Copy out the following article on goods that need special handling in transport, reproducing every word and punctuation mark.

## EXCERPT PROVIDED
BEGIN

Have you ever wondered why some products take longer to move from producer to consumer and why special categories of goods often cost more than others? The answer is closely related to the cost of transportation. That’s because things like very large machinery, refrigerated assets, fragile products, cargo that requires high security, and hazardous materials all call for special handling.
Understanding the difference between logistics and supply chain management can also increase your overall understanding of the specifics. In the transport sector, the term special handling typically means a longer delivery timeline and a higher shipping cost. There are hundreds of products that fit the traditional definition, but most of them fall into one of five categories. Here are the relevant details about each one.
Some industrial equipment can’t be broken down into small component parts. Instead, special trucks are used to move giant pieces of machinery from place to place. Often, a large truck can only haul a single piece of a massive crane, aeronautical engine, or construction component. That means haulers must drive very slowly and use escort cars in front and back when they travel on highways.
A large number of trucks you see on interstate highways are carrying food, medical supplies, and other materials that must be refrigerated. Trucks that carry these goods are called reefers, and they occupy a very special place in the transport industry. For example, the most valuable tool fleet managers have is a versatile reefer monitoring system that makes legal compliance, location tracking, status monitoring, and cost-effective control as simple as can be. Software solutions are essential for companies that transport refrigerated cargo, and few businesses could survive without them.
High Security Cargo
For assets that need extra levels of security, travel times are often very long, and per-mile transport expenses are high. This category includes many kinds of military equipment, proprietary devices and components used in the computer industry, precious metals, and other items that often need 24/7 security escorts and high-end camera monitoring every step of the way.

END

## INFORMATION
BEGIN

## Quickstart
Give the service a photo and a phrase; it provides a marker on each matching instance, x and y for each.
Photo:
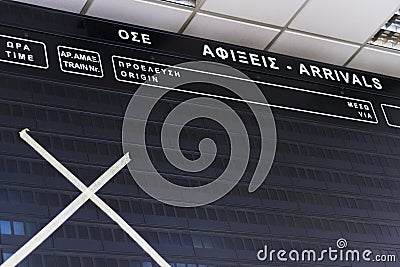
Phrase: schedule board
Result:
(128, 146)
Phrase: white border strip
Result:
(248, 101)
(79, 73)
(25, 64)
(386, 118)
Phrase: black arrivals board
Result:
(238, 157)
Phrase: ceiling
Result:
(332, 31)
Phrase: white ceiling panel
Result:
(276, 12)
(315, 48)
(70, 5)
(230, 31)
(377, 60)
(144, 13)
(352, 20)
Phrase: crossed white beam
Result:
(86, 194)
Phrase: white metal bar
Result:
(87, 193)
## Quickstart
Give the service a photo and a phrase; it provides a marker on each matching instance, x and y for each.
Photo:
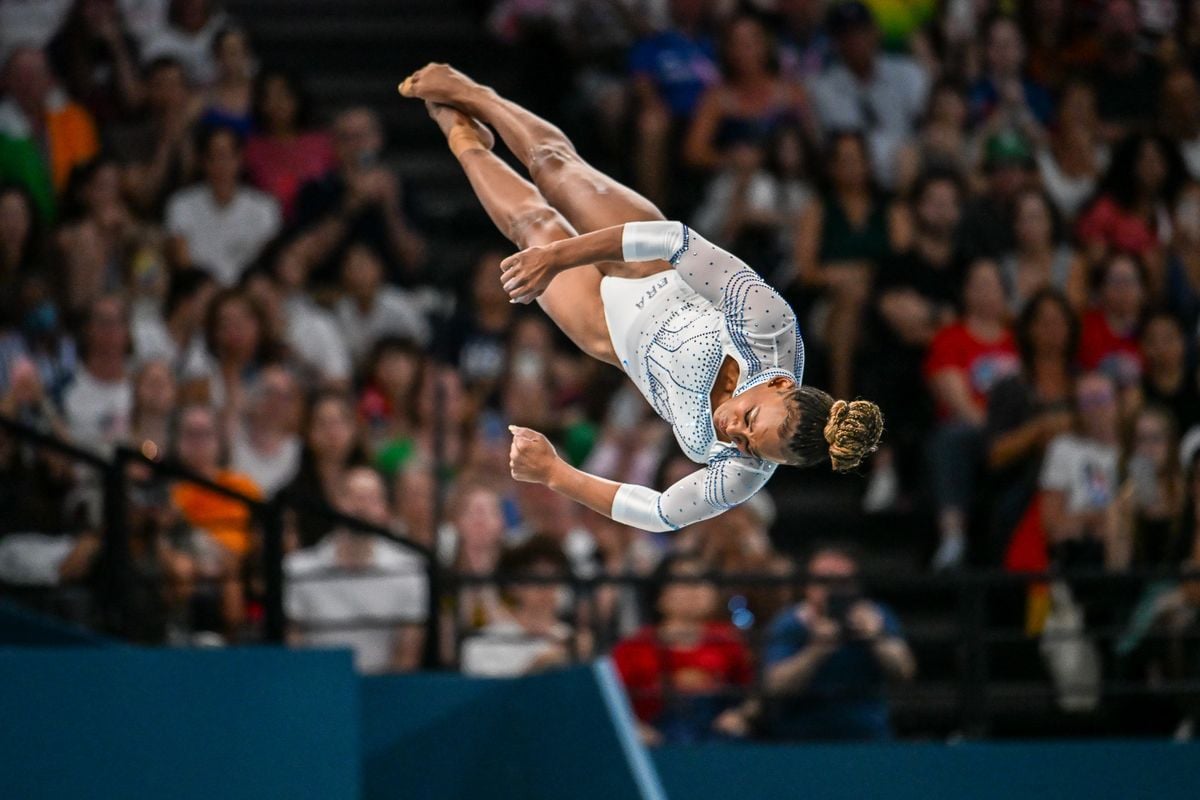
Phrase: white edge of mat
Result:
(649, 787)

END
BEGIN

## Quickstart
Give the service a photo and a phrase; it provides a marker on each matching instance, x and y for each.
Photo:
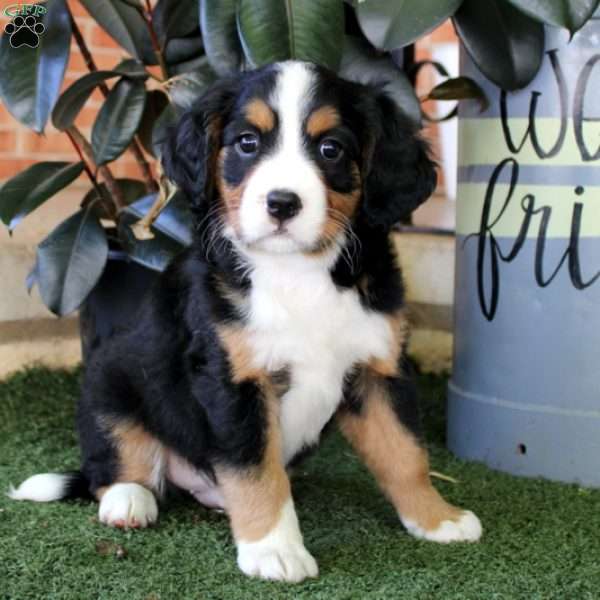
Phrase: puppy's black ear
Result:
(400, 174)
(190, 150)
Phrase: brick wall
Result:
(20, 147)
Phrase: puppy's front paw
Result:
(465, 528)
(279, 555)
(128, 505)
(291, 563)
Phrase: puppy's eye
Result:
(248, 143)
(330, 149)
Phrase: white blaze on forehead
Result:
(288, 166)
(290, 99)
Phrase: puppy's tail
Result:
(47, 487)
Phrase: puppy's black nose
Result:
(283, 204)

END

## TASK RESPONSE
Have you ever wondered why some products take longer to move from producer to consumer and why special categories of goods often cost more than others? The answer is closely related to the cost of transportation. That’s because things like very large machinery, refrigerated assets, fragile products, cargo that requires high security, and hazardous materials all call for special handling.
Understanding the difference between logistics and supply chain management can also increase your overall understanding of the specifics. In the transport sector, the term special handling typically means a longer delivery timeline and a higher shipping cost. There are hundreds of products that fit the traditional definition, but most of them fall into one of five categories. Here are the relevant details about each one.
Some industrial equipment can’t be broken down into small component parts. Instead, special trucks are used to move giant pieces of machinery from place to place. Often, a large truck can only haul a single piece of a massive crane, aeronautical engine, or construction component. That means haulers must drive very slowly and use escort cars in front and back when they travel on highways.
A large number of trucks you see on interstate highways are carrying food, medical supplies, and other materials that must be refrigerated. Trucks that carry these goods are called reefers, and they occupy a very special place in the transport industry. For example, the most valuable tool fleet managers have is a versatile reefer monitoring system that makes legal compliance, location tracking, status monitoring, and cost-effective control as simple as can be. Software solutions are essential for companies that transport refrigerated cargo, and few businesses could survive without them.
High Security Cargo
For assets that need extra levels of security, travel times are often very long, and per-mile transport expenses are high. This category includes many kinds of military equipment, proprietary devices and components used in the computer industry, precious metals, and other items that often need 24/7 security escorts and high-end camera monitoring every step of the way.